#### WRITTEN PROBLEM 1
Print the passage from the fusion simulation text below, starting at "Date of registration" and ending at "development of V-DEMO.".

#### DOCUMENT EXTRACT

Start

Date of registration 2021-11-08
A Leap for Fusion Simulation Technology: Planning Study for V-DEMO Development in Korea
Fusion technology development in Korea faces three primary challenges: (i) Development of a high-performance operating mode for Tokamak, (ii) Building a blanket test facility to bridge KSTAR, ITER, and a fusion demonstration plant (DEMO), and (iii) Utilization of experimental data along with the integration of scientific and technological achievements to design a fusion DEMO. To achieve these three missions, KFE conducted a planning study for the development of V-DEMO.
V-DEMO will be a virtual fusion demonstration plant, built by applying the 4th Industrial Revolution technologies including supercomputers, artificial intelligence, big data, etc. The ultimate goal of V-DEMO is to quantitatively realize the core functions of a fusion power plant and comprehensively reproduce one by integrating simulations of tokamak, blanket, and BOP (Balance of Power) systems. With these features, V-DEMO can be used to identify various physical and engineering requirements that can be used in the detailed engineering designs of a fusion power plant. Clarifying these requirements can help in optimizing and verifying plant designs, as well as assisting security and safety clearance studies by investigating various accident scenarios.

End

#### DATASET ROWS
Start

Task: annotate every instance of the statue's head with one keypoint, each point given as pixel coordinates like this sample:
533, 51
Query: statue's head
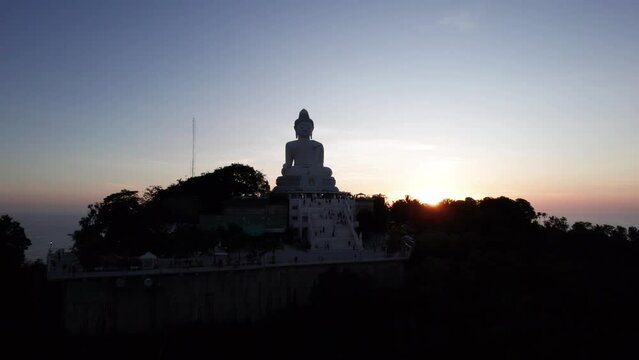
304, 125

End
Start

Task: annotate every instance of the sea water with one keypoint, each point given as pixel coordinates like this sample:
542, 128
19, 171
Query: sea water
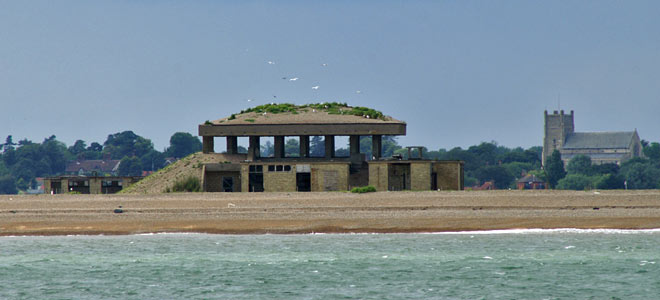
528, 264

End

#### WRITTEN PROBLEM 2
Count the lines in the listing above that contain the string "every", matching case exactly, and give only the number.

#### FINAL ANSWER 1
Date of registration 2021-11-08
A Leap for Fusion Simulation Technology: Planning Study for V-DEMO Development in Korea
Fusion technology development in Korea faces three primary challenges: (i) Development of a high-performance operating mode for Tokamak, (ii) Building a blanket test facility to bridge KSTAR, ITER, and a fusion demonstration plant (DEMO), and (iii) Utilization of experimental data along with the integration of scientific and technological achievements to design a fusion DEMO. To achieve these three missions, KFE conducted a planning study for the development of V-DEMO.

#### FINAL ANSWER 2
2